Av 13 5765/August 18, 2005
2005 The Temple Institute, Yitzchak Reuven - All Rights Reserved

This past Saturday night the Jewish people began the solemn fast day of Tish'a B'Av, the ninth day of the Hebrew month of Av, the day on which both the First and Second Holy Temples were destroyed. Each year we pray that this should be the very last Tish'a B'Av, that next year, this day should be a holiday, because the Holy Temple will be rebuilt.

Our sages teach that the enemy entered into the Holy Temple on the seventh day of Av. On the seventh and eighth days, they ate and drank in it, and defiled it. On the ninth day, they set it ablaze. It continued burning all day of the tenth of Av, until sunset.

This year on the tenth of Av - while the Temple was still burning - on that very day, Monday, August 15th - 1,935 years after the destruction of the Second Temple, the "Disengagement" began. The destruction of the Holy Temple continues in our own time.
= = = = = = =
Tasks:
• 1. In the Tish'a B'Av text, on which day of Av did the enemy enter the Holy Temple?
• 2. List every action the Tish'a B'Av text says the enemy carried out in the Holy Temple.
• 3. Carry on the Tish'a B'Av commentary on the Temple and the Disengagement, starting after its last sentence.

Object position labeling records
= = = = = = =
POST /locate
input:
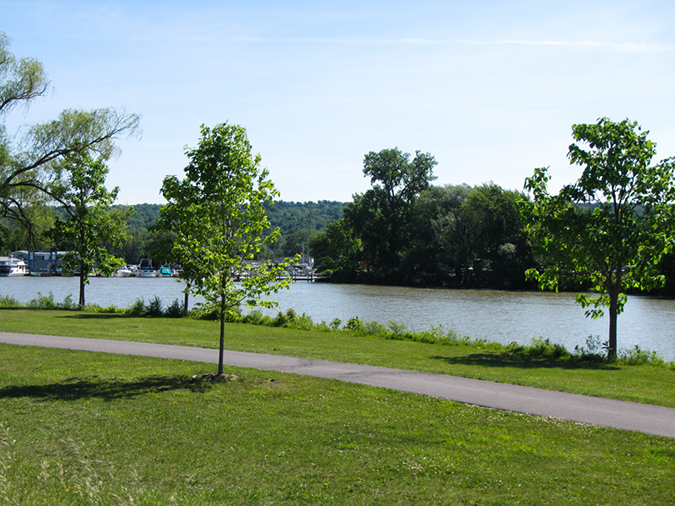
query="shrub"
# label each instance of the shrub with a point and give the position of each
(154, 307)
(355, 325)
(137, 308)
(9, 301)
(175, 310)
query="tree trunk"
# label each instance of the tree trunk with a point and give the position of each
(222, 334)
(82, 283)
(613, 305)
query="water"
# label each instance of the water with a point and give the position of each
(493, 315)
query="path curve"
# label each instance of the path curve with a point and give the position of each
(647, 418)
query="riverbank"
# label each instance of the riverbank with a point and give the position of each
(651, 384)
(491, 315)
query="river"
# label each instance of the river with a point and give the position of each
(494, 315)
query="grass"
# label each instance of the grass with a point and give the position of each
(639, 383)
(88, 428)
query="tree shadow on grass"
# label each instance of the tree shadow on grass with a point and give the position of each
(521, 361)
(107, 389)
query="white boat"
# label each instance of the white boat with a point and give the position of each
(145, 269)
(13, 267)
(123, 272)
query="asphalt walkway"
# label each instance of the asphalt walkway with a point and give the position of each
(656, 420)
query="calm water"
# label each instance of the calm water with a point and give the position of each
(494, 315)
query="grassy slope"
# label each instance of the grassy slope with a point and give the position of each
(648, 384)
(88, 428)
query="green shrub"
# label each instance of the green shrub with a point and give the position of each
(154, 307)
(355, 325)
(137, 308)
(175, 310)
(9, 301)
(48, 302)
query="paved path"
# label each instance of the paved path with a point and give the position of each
= = = = = = =
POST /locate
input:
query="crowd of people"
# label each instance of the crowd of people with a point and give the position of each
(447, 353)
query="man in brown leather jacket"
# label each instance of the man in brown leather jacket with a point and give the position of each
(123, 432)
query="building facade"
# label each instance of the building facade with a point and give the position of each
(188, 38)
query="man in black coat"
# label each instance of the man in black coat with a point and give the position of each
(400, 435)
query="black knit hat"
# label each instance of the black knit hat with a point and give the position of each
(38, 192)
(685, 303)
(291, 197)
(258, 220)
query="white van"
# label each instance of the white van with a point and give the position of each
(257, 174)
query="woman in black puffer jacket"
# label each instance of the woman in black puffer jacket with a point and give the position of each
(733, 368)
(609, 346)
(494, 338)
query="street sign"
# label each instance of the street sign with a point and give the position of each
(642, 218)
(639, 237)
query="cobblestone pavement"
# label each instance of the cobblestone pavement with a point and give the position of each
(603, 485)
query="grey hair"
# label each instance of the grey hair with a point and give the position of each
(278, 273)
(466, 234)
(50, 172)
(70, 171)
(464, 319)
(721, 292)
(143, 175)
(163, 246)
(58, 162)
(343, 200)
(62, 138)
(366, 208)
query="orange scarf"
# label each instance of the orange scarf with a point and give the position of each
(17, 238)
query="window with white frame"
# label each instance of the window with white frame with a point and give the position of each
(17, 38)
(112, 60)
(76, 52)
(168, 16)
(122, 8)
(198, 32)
= = = = = = =
Answers to the exercises:
• 1. The seventh day of Av.

• 2. Entered it, ate in it, drank in it, defiled it, set it ablaze

• 3.
But we are strengthened by our knowledge that, "the Guardian of Israel neither slumbers nor sleeps." (Psalms 121:4) The same G-d of Israel that has nurtured the Jewish people, the apple of His eye, to this point - will continue to do so, as He has promised. No power in the world - neither corrupt leadership, nor enemies both within and without - can stop the people of Israel from fulfilling her G-dly appointed destiny of being a "kingdom of priests and a holy nation." (Exodus 19:6)

This month of Menachem Av literally means "compassionate father" in Hebrew. This teaches us a profound lesson - that everything G-d does, and allows to happen, even during this very month which is synonymous with destruction - is all out of love, the love of a caring father, who is calling His children back to Him. With love and concern, sometimes He needs to break down in order to rebuild.

According to sacred Jewish tradition this month begins to turn around during its second half, and an incomparably sublime illumination of hope and love begins to shine forth. Tu B'Av, the 15th day of this month, is a holiday which is called by our sages "the happiest day of the year:"

"Israel had no holidays like Tu B'Av..."

"The concept of the machul - dance - is that one who goes in the dance, goes around and around in a circle. The circle has no top and no bottom, no beginning or end. So too, in the future the righteous will experience no jealousy or dislike, for no one will be said to be on a higher level than another...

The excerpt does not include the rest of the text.